### GIVEN TEXT
....

Foods to Eat for Stress Management
Stress can negatively affect overall health. Acute stress can cause various health issues including, but not limited to, headaches, weight gain, digestive problems and decreased immunity. Chronic stress increases the risk for type 2 diabetes, obesity, anxiety, depression and heart disease. An estimated 55% of Americans report feeling stressed, and 22% out of that 55% use food as a coping mechanism for stress.
When stress occurs, the body releases cortisol, insulin and ghrelin hormones, which cause unhealthy food cravings. If stress continues, another hormone, called leptin, increases. Leptin helps the body recognize when it is full. Too much leptin can lead to loss of appetite.
Certain foods can boost levels of serotonin (a feel-good chemical), lower blood pressure and boost the immune system. Foods that can reduce stress include the following:
Drinking black tea can lower levels of cortisol, a stress hormone. Chamomile tea can increase the production of serotonin, a feel-good chemical in the brain. Milk contains high levels of calcium and vitamin D, which help relax muscles, stabilize moods and ease anxiety symptoms. Dietitians recommend drinking a glass of skim or low-fat milk each day. Drinking plenty of water ensures the body stays hydrated. Even mild dehydration increases cortisol levels, which increases stress.
Fatty fish, such as salmon, sardines, halibut and tuna, can boost mood while also strengthening the heart. Eating fish full of Omega-3 fatty acids can reduce surges in stress hormones, ease depression, and reduce symptoms of premenstrual syndrome.

....

### AVAILABLE DATA
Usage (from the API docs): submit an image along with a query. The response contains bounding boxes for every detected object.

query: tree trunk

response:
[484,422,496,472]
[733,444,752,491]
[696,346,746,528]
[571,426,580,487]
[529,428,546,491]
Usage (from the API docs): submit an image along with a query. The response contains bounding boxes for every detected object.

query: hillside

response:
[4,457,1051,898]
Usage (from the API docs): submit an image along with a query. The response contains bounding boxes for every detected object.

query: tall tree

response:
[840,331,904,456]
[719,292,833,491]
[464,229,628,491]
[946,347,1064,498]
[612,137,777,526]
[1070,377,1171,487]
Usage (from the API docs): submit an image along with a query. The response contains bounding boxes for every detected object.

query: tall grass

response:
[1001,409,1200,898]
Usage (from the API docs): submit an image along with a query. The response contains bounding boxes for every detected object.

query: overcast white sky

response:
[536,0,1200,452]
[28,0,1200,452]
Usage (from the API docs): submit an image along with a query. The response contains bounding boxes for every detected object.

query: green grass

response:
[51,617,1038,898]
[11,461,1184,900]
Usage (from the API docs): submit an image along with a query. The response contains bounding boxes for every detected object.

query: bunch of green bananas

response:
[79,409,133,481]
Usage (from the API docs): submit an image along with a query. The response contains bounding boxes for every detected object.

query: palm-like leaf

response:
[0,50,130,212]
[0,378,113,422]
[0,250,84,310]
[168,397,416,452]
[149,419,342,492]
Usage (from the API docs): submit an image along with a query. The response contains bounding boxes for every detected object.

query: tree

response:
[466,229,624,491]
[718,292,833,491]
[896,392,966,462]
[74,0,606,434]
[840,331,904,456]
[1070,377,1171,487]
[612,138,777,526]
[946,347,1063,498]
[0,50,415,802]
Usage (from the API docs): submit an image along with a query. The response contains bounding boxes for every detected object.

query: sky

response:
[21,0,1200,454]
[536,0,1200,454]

....

### WORK ITEM
Carry on the text about foods for stress management, starting right after its last sentence. The entries have nothing to do with the stress and food text.

### EXPECTED ANSWER
Carbohydrates increase levels of serotonin, which boosts mood and reduces stress. Complex carbs, such as whole-grain breads, old-fashioned oatmeal, and brown rice, help stabilize blood sugar levels, which can also lower stress levels. Simple carbs or refined carbs, most often found in sweets and sodas, quickly digest and spike serotonin levels; however, they also spike blood sugar levels, increase inflammation and raise blood pressure.
Fruits high in vitamin C, such as oranges, grapefruit and strawberries, can curb levels of stress hormones (cortisol). Adding vitamin C supplements to the diet can also lower blood pressure and strengthen the immune system. Bananas are high in vitamin B6, potassium and magnesium. Vitamin B6 is essential for the nervous system to properly work. Eating bananas can also boost dopamine, which is a mood-boosting chemical. Magnesium plummets during periods of stress, resulting in increased depression and anxiety. Avocados are full of healthy monounsaturated fats, vitamin B6, vitamin C, potassium and fiber. Vitamin C and vitamin B6 help reduce stress, while potassium helps lower blood pressure.
Munching on raw vegetables, such as carrots or celery, can relax clenched jaws and ease tension. Leafy greens, such as spinach or kale, are rich in magnesium and folate. Folate plays a key role in the production of dopamine, a feel-good chemical. Magnesium helps regulate cortisol and blood pressure. Low magnesium levels can trigger headaches and fatigue.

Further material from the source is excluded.